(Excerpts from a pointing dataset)
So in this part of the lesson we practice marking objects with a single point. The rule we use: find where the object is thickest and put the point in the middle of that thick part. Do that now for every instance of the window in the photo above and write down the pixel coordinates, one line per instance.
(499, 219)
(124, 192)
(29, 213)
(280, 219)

Problem requirements: Present the data above as a numbered list, leaving out any blank lines.

Exercise output:
1. So in this part of the lesson we practice marking objects with a single point. The rule we use: find where the object is thickest and put the point in the middle of that thick part. Do that now for every instance of the window in the photo above and write down the pixel coordinates, one line per instance.
2. (499, 219)
3. (124, 192)
4. (29, 213)
5. (280, 219)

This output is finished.